== WHAT THE TASK ASKS ==
Which lines of the records below contain the string "roof"? Copy each of those lines.

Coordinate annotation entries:
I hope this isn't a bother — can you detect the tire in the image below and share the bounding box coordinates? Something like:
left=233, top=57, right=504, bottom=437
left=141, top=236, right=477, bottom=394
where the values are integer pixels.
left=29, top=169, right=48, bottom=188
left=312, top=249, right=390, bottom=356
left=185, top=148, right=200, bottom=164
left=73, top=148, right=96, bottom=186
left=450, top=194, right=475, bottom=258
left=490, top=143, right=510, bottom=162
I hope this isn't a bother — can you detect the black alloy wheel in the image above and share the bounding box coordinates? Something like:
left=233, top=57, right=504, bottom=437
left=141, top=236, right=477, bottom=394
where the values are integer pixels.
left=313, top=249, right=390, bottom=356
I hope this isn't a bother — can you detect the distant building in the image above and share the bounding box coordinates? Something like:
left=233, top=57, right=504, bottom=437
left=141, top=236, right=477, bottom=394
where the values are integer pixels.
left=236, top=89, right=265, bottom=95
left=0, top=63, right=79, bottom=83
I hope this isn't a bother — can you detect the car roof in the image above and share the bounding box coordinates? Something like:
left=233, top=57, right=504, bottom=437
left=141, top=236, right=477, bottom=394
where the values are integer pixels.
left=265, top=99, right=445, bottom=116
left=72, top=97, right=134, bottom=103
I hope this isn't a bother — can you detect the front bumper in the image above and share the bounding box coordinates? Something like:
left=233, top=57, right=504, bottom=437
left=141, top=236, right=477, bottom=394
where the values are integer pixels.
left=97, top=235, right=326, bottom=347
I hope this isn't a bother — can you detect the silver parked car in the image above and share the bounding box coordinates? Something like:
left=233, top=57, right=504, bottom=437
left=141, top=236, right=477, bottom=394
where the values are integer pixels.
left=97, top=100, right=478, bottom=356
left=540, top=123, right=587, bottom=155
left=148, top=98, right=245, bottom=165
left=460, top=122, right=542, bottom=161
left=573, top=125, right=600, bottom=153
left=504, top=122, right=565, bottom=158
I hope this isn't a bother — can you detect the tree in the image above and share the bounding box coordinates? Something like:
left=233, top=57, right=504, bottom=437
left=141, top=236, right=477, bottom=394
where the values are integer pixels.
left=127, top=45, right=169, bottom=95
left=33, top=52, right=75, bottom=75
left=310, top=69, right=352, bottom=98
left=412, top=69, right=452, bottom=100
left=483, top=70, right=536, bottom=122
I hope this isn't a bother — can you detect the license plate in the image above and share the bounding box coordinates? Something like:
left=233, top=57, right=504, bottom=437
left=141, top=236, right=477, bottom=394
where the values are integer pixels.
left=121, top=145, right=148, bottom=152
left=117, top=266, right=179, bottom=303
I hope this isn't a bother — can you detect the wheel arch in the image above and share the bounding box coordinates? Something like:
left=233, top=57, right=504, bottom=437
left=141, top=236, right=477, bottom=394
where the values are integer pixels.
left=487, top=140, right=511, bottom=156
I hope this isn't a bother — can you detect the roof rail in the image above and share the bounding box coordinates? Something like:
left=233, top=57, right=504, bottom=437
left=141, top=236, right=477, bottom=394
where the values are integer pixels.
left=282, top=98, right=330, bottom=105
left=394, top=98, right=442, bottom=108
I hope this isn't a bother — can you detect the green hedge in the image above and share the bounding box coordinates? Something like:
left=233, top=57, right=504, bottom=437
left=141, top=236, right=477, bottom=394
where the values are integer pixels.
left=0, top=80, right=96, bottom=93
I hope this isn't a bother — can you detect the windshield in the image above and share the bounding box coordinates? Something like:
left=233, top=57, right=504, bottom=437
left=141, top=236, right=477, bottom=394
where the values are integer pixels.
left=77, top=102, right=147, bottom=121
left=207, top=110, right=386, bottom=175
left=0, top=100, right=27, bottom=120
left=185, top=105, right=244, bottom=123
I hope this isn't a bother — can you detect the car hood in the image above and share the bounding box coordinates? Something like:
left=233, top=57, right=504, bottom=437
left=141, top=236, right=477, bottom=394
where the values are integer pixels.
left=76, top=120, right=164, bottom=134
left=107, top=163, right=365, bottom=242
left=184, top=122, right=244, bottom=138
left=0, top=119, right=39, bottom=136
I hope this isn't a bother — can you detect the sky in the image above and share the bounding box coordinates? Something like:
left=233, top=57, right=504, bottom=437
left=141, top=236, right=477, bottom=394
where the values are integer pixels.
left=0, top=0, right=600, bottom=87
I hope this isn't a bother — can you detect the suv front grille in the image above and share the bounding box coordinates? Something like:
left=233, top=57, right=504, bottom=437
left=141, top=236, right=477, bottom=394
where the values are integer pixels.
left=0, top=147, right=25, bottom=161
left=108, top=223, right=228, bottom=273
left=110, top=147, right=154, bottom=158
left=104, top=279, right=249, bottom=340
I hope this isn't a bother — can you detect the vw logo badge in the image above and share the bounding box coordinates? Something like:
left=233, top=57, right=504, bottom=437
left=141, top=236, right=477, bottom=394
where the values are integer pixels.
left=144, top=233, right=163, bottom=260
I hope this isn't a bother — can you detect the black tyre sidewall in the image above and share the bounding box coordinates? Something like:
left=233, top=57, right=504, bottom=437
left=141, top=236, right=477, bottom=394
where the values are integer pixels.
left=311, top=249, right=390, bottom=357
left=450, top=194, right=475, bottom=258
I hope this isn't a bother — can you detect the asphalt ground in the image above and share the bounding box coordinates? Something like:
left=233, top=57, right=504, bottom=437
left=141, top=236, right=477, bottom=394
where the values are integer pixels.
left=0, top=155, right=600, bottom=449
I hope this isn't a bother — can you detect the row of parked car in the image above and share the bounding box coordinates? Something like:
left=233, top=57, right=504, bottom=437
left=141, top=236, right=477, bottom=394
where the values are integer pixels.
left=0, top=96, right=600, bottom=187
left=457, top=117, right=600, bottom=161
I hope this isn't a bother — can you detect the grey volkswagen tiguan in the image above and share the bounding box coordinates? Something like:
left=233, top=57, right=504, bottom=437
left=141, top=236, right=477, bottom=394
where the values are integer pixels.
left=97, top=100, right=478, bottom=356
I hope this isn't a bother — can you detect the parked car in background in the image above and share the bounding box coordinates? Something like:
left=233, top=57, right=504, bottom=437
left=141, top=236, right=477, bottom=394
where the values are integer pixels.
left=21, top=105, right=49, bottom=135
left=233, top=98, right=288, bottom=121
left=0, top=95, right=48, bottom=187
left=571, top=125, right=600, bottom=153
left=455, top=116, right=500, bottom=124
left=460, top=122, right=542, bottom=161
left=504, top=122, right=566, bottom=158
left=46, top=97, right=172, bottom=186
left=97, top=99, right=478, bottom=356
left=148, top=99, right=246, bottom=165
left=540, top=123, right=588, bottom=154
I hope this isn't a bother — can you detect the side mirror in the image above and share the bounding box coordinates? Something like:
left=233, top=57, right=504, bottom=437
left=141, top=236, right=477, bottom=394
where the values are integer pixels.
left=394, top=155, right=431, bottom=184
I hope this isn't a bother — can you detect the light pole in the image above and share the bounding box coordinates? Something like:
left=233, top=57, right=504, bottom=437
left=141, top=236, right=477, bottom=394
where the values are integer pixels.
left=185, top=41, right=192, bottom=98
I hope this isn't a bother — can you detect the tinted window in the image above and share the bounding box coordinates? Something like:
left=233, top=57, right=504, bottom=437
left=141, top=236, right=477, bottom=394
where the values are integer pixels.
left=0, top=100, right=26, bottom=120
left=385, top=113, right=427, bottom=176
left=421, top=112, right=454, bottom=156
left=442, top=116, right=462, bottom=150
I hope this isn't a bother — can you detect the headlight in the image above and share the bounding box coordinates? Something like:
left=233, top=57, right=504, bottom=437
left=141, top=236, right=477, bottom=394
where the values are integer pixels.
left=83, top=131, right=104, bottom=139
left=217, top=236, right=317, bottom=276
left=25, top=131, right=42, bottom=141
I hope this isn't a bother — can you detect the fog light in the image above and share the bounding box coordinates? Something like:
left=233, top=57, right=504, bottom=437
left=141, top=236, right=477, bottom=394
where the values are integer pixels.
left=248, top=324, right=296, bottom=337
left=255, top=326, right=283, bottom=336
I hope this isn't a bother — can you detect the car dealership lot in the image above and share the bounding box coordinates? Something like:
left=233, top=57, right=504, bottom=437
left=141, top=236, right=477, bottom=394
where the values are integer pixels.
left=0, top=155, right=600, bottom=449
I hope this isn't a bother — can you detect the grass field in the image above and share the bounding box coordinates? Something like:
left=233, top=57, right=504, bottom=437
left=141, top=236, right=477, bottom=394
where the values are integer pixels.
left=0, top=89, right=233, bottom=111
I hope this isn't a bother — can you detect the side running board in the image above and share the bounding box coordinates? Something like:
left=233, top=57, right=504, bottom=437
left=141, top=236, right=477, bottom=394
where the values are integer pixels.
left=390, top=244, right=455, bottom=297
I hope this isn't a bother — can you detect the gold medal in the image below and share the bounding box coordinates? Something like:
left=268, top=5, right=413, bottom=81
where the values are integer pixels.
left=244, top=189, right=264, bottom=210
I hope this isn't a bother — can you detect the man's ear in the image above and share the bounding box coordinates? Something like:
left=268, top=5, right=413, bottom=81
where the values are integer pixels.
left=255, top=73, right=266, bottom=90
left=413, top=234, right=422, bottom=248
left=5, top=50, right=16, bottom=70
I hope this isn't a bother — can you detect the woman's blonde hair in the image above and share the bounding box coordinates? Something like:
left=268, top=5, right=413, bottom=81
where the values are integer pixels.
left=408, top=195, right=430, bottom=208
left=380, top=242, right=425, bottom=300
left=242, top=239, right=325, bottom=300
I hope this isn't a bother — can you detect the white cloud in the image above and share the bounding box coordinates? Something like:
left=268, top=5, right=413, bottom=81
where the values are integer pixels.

== SOLUTION BELOW ==
I hope this isn't a bother — can you detect the car roof in the image above and share the bounding box coordinates? Something like:
I hope this isn't a bother — can you detect the roof rail in the image above and share the bounding box coordinates? Something like:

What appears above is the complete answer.